> GIVEN INSTRUCTION 1:
Repeat the records that follow the text on inductive relations word for word, leaving out the pictures.

Inductive Relations

A proposition parameterized by a number (like Ev) can be considered as a property, meaning it defines a subset of Nat, specifically those numbers for which the proposition holds. Similarly, a proposition with two arguments can be considered as a relation, meaning it defines a set of pairs for which the proposition holds.

A useful example is the "less than or equal" relation between numbers. The following definition should be quite intuitive. It states that there are two ways to provide evidence that a number is less than or equal to another: observe that they are the same number or provide evidence that the first is less than or equal to the predecessor of the second.

type Le (n: Nat) ~ (m: Nat) {
  n : Le n n
  S <m: Nat> (pred: (Le n m)) : (Le n (Nat.succ m)) 
}

Proofs of facts about Le using the constructors n and S follow the same patterns as proofs about properties, like Ev above. We can apply the constructors to prove goals about Le (e.g., show that Le 3n 3n or Le 3n 6n) and we can use pattern matching to extract information from Le hypotheses in the context (e.g., prove that (Le 2n 1n) -> (Equal (Plus 2n 2n) 5n)).

Here are some sanity checks about the definition. (Note that while they are of the same type as "simple tests" we gave for the test functions we wrote in the early lectures, we must construct their proofs explicitly - Refl doesn't do the job because the proofs are not just a matter of simplifying computations.)

Test_le1 : Le 3n 3n
Test_le1 = Le.n 3n

Test_le2 : Le 3n 6n
Test_le2 = Le.S (Le.S (Le.S Le.n))

Test_le3 (l: Le 2n 1n) : Equal (Nat.add 2n 2n) 5n
Test_le3 Le.n = Empty.absurd // TODO
Test_le3 (Le.S Le.n) = Empty.absurd // TODO
Test_le3 (Le.S (Le.S len)) = Empty.absurd // TODO

The "strictly less than" relation n < m can now be defined in terms of Le.

Lt (n: Nat) (m: Nat) : Type
Lt n m = Le (Nat.succ n) m

Here are some other simple relationships about numbers

type Square_of ~ (n: Nat) (m: Nat) {
  sq <n: Nat> : Square_of n (Mult n n)

> INPUT DATA:
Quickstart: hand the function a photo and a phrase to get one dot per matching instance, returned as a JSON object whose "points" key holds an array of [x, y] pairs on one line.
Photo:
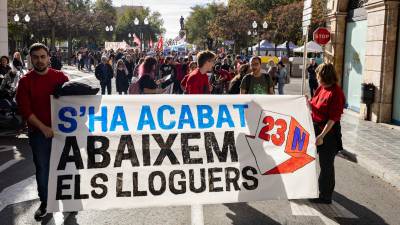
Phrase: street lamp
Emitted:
{"points": [[27, 18], [137, 23], [254, 24], [256, 32], [265, 25], [16, 18], [109, 29]]}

> GIVEN INSTRUCTION 2:
Quote the text on inductive relations from "Inductive Relations" to "pairs for which the proposition holds.".

> TASK ANSWER 1:
Quickstart: hand the function a photo and a phrase to get one dot per matching instance, returned as a JSON object whose "points" key holds an array of [x, y] pairs on one line.
Photo:
Phrase: street lamp
Emitted:
{"points": [[27, 18], [137, 23], [254, 24], [256, 32], [265, 25], [16, 18], [109, 29]]}

> TASK ANSWER 2:
Inductive Relations

A proposition parameterized by a number (like Ev) can be considered as a property, meaning it defines a subset of Nat, specifically those numbers for which the proposition holds. Similarly, a proposition with two arguments can be considered as a relation, meaning it defines a set of pairs for which the proposition holds.